— Start of DOCUMENT TEXT —
An overall operation of the image forming apparatus 1 inclusive of the paper feeding device 3 is controlled by a control device 100, illustrated in FIG. 1. To control the overall operation of the image forming apparatus 1 inclusive of the paper feeding device 3, the control device 100 acknowledges the size or kind of the recording paper 5 informed of by the user's instruction or the like and controls transporting operations including an operation of correcting any skew of the recording paper 5.

Basic Operation of Image Forming Apparatus

A basic image forming operation performed by the image forming apparatus 1 will now be described.

The following description relates to an image forming operation in which a full-color image composed of toner images having the four respective colors (Y, M, C, and K) is formed by using the four imaging devices 10 (Y, M, C, and K).

When the control device 100 of the image forming apparatus 1 receives a command that requests an image forming operation (printing operation), the control device 100 activates the four imaging devices 10 (Y, M, C, and K), the intermediate transfer device 20, the second-transfer device 30, the fixing device 40, the paper feeding device 50, the paper transporting device 60, and other relevant devices.

First, in the imaging devices 10 (Y, M, C, and K), toner images in the respective colors of yellow (Y), magenta (M), cyan (C), and black (K) are formed on the respective photoconductor drums 11. The toner images in the respective colors thus formed on the photoconductor drums 11 of the imaging devices 10 (Y, M, C, and K) are carried to the respective first-transfer positions, where the first-transfer devices 15 perform a first-transfer process, in which the toner images in the respective colors are sequentially superposed one on top of another on the intermediate transfer belt 21 of the intermediate transfer device 20 that is rotating in the direction of the arrow.

Subsequently, in the intermediate transfer device 20, the intermediate transfer belt 21 having received the set of toner images in the first-transfer process rotates to transport the set of toner images to the second-transfer position. Meanwhile, in the paper feeding device 50, a predetermined piece of recording paper 5 is fed into the paper feeding path 61 synchronously with the imaging process. In the paper feeding path 61, the piece of recording paper 5 is supplied to the second-transfer position synchronously with the timing of transfer.
— End of DOCUMENT TEXT —
— Start of SOURCE DATA —
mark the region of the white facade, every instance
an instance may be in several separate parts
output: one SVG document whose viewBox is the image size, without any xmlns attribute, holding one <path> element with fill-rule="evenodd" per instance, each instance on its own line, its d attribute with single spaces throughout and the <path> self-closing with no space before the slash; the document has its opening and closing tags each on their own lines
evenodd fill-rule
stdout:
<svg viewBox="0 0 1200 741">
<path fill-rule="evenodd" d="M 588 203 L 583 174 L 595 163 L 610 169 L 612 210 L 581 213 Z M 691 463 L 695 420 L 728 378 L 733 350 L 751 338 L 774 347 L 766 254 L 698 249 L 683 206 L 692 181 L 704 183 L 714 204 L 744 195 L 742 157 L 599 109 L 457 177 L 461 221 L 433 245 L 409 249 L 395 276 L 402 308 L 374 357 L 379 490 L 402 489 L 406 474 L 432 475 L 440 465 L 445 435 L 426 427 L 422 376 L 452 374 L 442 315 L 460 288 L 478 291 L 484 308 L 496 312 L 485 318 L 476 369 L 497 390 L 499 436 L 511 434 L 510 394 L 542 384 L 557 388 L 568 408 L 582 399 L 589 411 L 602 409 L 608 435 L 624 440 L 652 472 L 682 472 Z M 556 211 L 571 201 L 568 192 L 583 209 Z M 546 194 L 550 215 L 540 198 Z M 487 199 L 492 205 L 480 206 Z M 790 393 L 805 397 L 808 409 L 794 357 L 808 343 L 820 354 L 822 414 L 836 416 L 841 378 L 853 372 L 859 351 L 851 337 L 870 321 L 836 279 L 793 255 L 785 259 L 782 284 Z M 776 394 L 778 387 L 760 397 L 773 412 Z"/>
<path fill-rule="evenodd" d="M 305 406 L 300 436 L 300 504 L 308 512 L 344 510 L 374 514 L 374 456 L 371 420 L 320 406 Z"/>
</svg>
— End of SOURCE DATA —
TASKS TO CARRY OUT >>
(a) Reproduce word for word everything in the passage on the image forming apparatus from "An overall operation" down to "recording paper 5.".
(b) Change "white facade" to "glass facade" throughout the records, and write all of the records out again with everything else left as it is.

TASK RESPONSES >>
(a)
An overall operation of the image forming apparatus 1 inclusive of the paper feeding device 3 is controlled by a control device 100, illustrated in FIG. 1. To control the overall operation of the image forming apparatus 1 inclusive of the paper feeding device 3, the control device 100 acknowledges the size or kind of the recording paper 5 informed of by the user's instruction or the like and controls transporting operations including an operation of correcting any skew of the recording paper 5.

(b)
mark the region of the glass facade, every instance
an instance may be in several separate parts
output: one SVG document whose viewBox is the image size, without any xmlns attribute, holding one <path> element with fill-rule="evenodd" per instance, each instance on its own line, its d attribute with single spaces throughout and the <path> self-closing with no space before the slash; the document has its opening and closing tags each on their own lines
evenodd fill-rule
stdout:
<svg viewBox="0 0 1200 741">
<path fill-rule="evenodd" d="M 588 203 L 583 174 L 595 163 L 610 169 L 612 210 L 581 213 Z M 691 463 L 695 420 L 728 378 L 733 350 L 751 338 L 774 347 L 766 254 L 698 249 L 683 206 L 692 181 L 704 183 L 714 204 L 744 195 L 742 157 L 599 109 L 457 177 L 461 221 L 433 245 L 409 249 L 395 276 L 402 308 L 374 357 L 379 490 L 402 489 L 406 474 L 432 475 L 440 465 L 445 435 L 426 427 L 422 376 L 452 374 L 442 315 L 460 288 L 478 291 L 484 308 L 496 312 L 485 318 L 476 369 L 497 390 L 499 436 L 511 434 L 510 394 L 542 384 L 557 388 L 568 408 L 582 399 L 589 411 L 602 409 L 608 435 L 624 440 L 652 472 L 682 472 Z M 556 211 L 571 201 L 568 192 L 583 209 Z M 546 194 L 550 215 L 540 198 Z M 487 199 L 492 205 L 480 206 Z M 790 393 L 805 397 L 808 409 L 794 357 L 808 343 L 820 354 L 822 414 L 836 416 L 841 378 L 853 372 L 859 351 L 851 337 L 870 321 L 836 279 L 793 255 L 785 259 L 782 284 Z M 776 394 L 778 387 L 760 397 L 773 412 Z"/>
<path fill-rule="evenodd" d="M 305 406 L 300 436 L 300 504 L 308 512 L 344 510 L 374 514 L 374 456 L 371 420 L 320 406 Z"/>
</svg>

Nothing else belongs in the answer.